Named object pointing entries:
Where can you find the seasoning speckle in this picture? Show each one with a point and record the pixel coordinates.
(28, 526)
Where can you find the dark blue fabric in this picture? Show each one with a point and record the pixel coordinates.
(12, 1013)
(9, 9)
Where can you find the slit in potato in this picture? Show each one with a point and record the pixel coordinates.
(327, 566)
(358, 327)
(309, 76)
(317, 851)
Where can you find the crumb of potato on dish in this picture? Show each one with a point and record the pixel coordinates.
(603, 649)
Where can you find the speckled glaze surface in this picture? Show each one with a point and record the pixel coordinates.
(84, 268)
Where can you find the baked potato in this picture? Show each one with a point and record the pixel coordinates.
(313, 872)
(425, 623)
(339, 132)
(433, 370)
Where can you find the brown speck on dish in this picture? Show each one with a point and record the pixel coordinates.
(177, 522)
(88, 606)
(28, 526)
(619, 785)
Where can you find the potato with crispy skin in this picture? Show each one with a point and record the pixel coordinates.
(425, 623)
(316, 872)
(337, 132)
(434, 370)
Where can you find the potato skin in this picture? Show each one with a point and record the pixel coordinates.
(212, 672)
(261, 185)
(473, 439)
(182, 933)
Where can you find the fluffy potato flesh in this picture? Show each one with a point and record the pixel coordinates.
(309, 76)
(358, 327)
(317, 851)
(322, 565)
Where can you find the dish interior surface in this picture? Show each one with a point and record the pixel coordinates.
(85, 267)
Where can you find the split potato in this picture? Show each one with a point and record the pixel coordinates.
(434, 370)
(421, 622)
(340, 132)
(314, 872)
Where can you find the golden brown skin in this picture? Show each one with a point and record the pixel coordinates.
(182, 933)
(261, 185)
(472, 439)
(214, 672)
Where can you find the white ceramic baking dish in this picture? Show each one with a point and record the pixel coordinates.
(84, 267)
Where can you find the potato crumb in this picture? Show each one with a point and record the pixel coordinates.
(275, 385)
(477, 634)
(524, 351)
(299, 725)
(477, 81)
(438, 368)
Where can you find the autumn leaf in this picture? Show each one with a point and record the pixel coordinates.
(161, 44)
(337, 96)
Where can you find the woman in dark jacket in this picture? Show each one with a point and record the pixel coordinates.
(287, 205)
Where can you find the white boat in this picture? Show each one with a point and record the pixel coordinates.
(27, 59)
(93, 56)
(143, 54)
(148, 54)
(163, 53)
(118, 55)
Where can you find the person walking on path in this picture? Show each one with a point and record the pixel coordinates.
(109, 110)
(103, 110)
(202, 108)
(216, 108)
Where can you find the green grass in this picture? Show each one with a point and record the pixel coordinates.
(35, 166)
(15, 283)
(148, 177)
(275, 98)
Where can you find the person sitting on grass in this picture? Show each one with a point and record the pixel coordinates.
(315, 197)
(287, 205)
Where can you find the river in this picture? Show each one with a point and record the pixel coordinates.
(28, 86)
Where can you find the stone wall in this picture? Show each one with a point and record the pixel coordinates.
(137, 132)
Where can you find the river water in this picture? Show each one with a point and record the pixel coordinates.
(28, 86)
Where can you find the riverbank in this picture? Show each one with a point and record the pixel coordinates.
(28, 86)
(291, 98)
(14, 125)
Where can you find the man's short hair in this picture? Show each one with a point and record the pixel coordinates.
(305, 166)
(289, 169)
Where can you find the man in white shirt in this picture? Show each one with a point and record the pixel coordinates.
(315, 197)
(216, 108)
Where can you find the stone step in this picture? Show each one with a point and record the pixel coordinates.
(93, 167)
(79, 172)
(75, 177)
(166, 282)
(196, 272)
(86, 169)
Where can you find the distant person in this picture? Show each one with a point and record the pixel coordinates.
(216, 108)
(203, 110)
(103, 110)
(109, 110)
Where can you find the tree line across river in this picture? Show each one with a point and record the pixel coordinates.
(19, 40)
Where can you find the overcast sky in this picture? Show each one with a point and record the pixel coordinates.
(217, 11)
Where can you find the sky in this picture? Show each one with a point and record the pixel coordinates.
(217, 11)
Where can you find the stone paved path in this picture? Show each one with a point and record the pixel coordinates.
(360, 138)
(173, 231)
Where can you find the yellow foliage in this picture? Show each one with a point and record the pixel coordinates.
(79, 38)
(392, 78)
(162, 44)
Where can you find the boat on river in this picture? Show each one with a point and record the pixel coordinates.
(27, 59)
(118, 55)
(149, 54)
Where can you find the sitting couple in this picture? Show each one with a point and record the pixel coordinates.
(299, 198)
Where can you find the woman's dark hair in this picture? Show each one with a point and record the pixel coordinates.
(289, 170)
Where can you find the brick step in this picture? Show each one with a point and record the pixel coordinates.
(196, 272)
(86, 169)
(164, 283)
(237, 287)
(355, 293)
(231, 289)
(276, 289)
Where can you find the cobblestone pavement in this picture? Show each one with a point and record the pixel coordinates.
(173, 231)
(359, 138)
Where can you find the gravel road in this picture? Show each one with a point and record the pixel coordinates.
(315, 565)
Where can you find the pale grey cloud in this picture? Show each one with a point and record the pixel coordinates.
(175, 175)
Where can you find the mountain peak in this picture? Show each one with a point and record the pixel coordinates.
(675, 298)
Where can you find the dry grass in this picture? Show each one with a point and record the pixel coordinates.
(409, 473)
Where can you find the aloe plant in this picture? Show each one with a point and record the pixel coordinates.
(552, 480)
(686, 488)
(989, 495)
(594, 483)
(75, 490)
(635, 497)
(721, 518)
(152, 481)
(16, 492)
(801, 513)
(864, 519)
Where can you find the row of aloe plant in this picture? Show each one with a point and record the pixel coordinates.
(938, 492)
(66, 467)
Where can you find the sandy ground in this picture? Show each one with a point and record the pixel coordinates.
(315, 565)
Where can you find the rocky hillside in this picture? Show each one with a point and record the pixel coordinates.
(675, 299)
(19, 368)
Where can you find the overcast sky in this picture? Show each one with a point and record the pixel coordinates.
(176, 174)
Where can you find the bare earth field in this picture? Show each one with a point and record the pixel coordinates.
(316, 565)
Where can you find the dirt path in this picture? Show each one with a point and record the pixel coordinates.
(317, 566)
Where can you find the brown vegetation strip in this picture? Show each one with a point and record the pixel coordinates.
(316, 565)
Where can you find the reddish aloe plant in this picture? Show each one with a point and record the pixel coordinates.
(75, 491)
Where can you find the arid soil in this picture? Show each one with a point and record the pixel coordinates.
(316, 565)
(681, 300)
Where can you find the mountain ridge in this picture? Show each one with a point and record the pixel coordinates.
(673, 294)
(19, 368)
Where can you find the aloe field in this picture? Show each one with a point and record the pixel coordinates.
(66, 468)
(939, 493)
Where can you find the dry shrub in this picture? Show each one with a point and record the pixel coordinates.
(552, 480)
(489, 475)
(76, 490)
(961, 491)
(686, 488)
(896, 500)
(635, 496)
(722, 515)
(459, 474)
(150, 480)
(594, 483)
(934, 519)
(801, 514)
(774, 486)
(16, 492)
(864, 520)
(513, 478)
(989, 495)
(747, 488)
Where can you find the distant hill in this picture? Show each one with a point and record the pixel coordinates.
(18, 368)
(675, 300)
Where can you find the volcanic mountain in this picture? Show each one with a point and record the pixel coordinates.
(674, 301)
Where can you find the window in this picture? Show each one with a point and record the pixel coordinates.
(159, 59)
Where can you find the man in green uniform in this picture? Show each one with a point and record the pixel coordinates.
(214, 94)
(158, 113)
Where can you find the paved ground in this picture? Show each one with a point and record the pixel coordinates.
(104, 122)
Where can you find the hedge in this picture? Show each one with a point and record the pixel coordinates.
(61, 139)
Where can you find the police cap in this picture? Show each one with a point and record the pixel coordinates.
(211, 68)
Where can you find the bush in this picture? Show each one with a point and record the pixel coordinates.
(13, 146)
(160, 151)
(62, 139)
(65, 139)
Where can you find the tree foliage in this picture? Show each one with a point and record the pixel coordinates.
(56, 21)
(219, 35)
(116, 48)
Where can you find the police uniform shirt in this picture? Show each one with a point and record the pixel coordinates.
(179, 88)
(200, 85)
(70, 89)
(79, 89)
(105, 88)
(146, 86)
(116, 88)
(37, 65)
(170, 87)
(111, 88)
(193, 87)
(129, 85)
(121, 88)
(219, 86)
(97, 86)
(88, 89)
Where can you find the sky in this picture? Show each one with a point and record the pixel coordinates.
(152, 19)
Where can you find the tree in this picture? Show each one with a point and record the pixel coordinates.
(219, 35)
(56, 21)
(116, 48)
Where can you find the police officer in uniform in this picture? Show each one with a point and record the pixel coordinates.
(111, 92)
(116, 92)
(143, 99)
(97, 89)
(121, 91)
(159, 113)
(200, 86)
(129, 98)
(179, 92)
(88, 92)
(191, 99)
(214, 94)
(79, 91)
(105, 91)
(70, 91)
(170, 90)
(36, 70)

Task:
Repeat exactly, and only, the lines of the records above, starting with the line that contains "Where can you find the hedge" and ending with the final line, both included.

Exercise solution:
Where can you find the hedge in this picture? Show each one with a point and record the pixel coordinates.
(61, 139)
Where can you find the police cap in this picture? Show each one with a point and record the pixel coordinates.
(211, 68)
Where can you find the bush in this picture? Show each one with a point and record the pixel coordinates.
(13, 146)
(160, 151)
(62, 139)
(65, 139)
Where can you find the tree foliage in this picture? Show each one with a point and record the pixel coordinates.
(56, 21)
(219, 35)
(116, 48)
Where can you find the police uniform shirt in this picture? Show each one with a point and record the pixel coordinates.
(179, 88)
(200, 85)
(70, 89)
(79, 89)
(105, 88)
(146, 86)
(116, 88)
(37, 65)
(170, 87)
(111, 88)
(193, 87)
(129, 85)
(121, 88)
(219, 86)
(97, 86)
(88, 89)
Where can you find the sky in this picture? Show each one with a point and record the pixel coordinates.
(152, 19)
Where can you find the tree in this picture? Show each one with a point and record the pixel coordinates.
(219, 35)
(56, 21)
(116, 48)
Where can you find the police officer in uniform in this picture? Show each one with a point and record the pixel coordinates.
(111, 92)
(116, 92)
(143, 99)
(97, 89)
(121, 91)
(159, 113)
(200, 86)
(129, 98)
(179, 92)
(88, 92)
(191, 99)
(214, 94)
(79, 91)
(105, 91)
(70, 91)
(170, 90)
(36, 70)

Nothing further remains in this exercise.